───── EXERCISE INPUT ─────

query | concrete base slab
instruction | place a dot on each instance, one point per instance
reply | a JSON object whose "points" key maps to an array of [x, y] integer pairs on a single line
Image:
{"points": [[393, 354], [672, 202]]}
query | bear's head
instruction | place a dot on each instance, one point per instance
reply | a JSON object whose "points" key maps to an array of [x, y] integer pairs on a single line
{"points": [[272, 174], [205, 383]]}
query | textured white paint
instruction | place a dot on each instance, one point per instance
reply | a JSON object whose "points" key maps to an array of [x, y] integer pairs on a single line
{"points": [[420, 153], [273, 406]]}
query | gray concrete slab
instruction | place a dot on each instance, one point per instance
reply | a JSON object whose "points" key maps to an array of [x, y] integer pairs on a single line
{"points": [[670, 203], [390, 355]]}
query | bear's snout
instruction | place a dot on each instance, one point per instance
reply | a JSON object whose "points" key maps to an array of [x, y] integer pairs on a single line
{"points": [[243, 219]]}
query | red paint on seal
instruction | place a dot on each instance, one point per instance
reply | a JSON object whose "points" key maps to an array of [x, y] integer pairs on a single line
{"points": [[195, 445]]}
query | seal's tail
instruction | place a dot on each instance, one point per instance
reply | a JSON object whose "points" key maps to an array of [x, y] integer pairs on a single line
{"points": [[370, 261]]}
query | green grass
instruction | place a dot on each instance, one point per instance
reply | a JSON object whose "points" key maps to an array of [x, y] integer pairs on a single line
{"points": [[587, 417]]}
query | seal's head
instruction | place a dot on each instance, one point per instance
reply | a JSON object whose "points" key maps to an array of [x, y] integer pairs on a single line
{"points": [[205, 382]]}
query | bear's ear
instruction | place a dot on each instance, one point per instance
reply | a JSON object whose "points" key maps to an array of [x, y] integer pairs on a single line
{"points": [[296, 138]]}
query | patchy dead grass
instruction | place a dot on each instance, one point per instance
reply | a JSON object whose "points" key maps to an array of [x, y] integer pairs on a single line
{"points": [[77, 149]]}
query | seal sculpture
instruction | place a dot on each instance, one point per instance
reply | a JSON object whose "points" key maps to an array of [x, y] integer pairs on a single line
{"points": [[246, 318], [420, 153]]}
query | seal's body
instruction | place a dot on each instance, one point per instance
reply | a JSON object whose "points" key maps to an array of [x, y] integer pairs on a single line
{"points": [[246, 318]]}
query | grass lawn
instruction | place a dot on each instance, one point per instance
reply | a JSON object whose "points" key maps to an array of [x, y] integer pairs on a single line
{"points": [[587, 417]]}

─────

# WHAT TO PRODUCE
Please output the material above as a two-column CSV with the headers "request" and "points", giving one row per item with its text and its answer each in a single quoted field and any line breaks replaced by spaces.

# PROBLEM SOLUTION
request,points
"query | concrete base slab instruction | place a dot on each instance, one point per instance reply | a JSON object whose ""points"" key maps to an array of [x, y] integer pairs on a single line Image:","{""points"": [[393, 354], [672, 202]]}"
"query | bear's head instruction | place a dot on each instance, one point per instance reply | a JSON object whose ""points"" key maps to an array of [x, y] integer pairs on a single line","{""points"": [[272, 174], [205, 383]]}"
"query | textured white paint instruction | place a dot on each instance, one point per instance reply | a JSON object whose ""points"" key maps to an array of [x, y] integer pairs on a single line","{""points"": [[420, 153], [273, 406]]}"
"query | gray concrete slab instruction | place a dot on each instance, one point per instance reply | a JSON object whose ""points"" key maps to an array of [x, y] integer pairs on a single line","{""points"": [[670, 203], [390, 355]]}"
"query | bear's snout instruction | place a dot on each instance, one point per instance reply | a JSON object whose ""points"" key maps to an array of [x, y] integer pairs on a single line","{""points"": [[243, 219]]}"
"query | red paint on seal instruction | place a dot on each instance, one point per instance reply | a JSON object whose ""points"" key maps to an array of [x, y] integer pairs on a single line","{""points"": [[195, 445]]}"
"query | seal's tail instruction | place a dot on each instance, one point per instance reply | a JSON object whose ""points"" key maps to an array of [x, y] integer pairs on a single line","{""points"": [[370, 261]]}"
"query | green grass instruction | place a dot on each instance, one point per instance reply | a JSON object whose ""points"" key maps to an array of [x, y] integer pairs on a single line","{""points"": [[587, 417]]}"
"query | seal's head instruction | place a dot on each instance, one point per instance reply | a JSON object whose ""points"" key maps to an array of [x, y] integer pairs on a single line","{""points"": [[205, 382]]}"
"query | bear's ear instruction | place a dot on each instance, one point per instance reply | a JSON object whose ""points"" key maps to an array of [x, y] integer pairs on a single line","{""points"": [[296, 138]]}"
"query | patchy dead grass instruction | place a dot on each instance, one point per instance reply | a JSON object whose ""points"" key maps to an array of [x, y] integer pairs on a single line","{""points"": [[77, 149]]}"
"query | seal sculpture instruction | place a dot on each instance, one point per instance reply | a JSON object whose ""points"" key maps to an array of [x, y] integer pairs on a single line","{""points"": [[246, 318], [420, 153]]}"
"query | seal's body instruction | place a dot on each instance, one point per instance reply | a JSON object whose ""points"" key maps to an array of [x, y] integer pairs on a single line","{""points"": [[246, 318]]}"
"query | grass lawn instruction | place a dot on each instance, one point per instance reply | a JSON object whose ""points"" key maps to an array of [x, y] integer pairs on a single line","{""points"": [[587, 417]]}"